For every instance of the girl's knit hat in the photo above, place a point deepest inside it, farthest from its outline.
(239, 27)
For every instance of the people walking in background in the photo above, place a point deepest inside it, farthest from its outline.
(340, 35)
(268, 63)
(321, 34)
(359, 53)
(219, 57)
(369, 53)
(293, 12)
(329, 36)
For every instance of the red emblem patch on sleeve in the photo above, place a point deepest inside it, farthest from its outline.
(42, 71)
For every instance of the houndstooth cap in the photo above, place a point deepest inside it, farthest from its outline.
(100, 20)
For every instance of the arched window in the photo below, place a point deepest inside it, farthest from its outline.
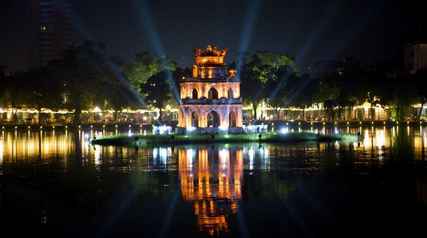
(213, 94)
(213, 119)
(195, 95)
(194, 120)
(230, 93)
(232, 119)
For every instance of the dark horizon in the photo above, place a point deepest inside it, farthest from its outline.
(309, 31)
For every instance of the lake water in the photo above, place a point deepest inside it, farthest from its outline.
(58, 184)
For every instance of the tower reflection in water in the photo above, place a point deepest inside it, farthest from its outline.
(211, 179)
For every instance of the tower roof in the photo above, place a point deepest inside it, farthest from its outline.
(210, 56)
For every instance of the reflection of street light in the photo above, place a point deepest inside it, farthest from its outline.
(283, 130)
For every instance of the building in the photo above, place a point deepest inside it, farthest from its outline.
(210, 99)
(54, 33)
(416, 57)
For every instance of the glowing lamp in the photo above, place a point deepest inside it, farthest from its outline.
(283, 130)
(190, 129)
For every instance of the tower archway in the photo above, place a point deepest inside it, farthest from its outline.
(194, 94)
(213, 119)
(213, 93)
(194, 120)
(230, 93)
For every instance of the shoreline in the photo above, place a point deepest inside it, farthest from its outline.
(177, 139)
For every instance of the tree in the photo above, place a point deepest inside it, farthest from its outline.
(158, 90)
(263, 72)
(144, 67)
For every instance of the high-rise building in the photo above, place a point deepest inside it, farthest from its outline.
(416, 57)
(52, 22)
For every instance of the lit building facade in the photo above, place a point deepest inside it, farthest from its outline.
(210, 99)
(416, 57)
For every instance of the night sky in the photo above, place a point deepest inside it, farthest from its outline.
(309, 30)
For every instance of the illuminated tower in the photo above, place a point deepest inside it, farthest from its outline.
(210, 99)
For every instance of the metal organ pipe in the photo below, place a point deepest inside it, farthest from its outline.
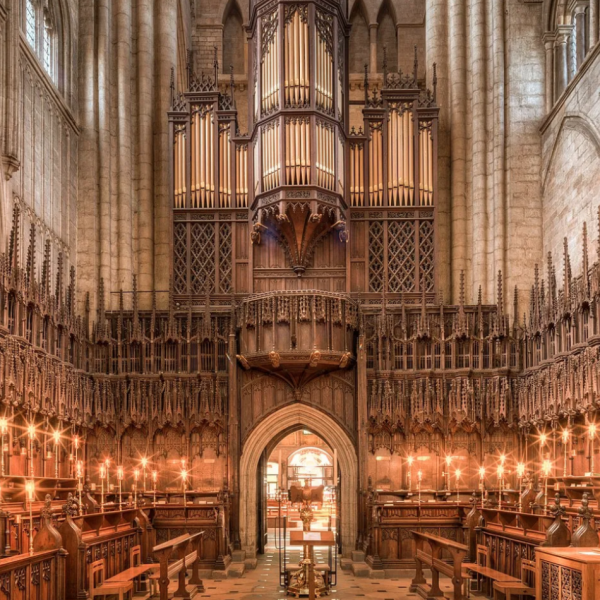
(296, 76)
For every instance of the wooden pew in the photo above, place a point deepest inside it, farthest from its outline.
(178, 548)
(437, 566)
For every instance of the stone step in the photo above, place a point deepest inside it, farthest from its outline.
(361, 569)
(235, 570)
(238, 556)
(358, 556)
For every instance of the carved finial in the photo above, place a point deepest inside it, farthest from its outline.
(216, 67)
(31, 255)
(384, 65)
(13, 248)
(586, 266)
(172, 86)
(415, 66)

**Problem to solve:** Reproduce verbatim the lines from the one containing "For every instance of the carved" through the last line of the items, including both ends.

**Answer for this exercise:**
For every instance of the carved finial in the photo above, place a point deepest inside it, farthest from its outline.
(216, 67)
(31, 255)
(384, 65)
(13, 248)
(586, 266)
(172, 86)
(415, 66)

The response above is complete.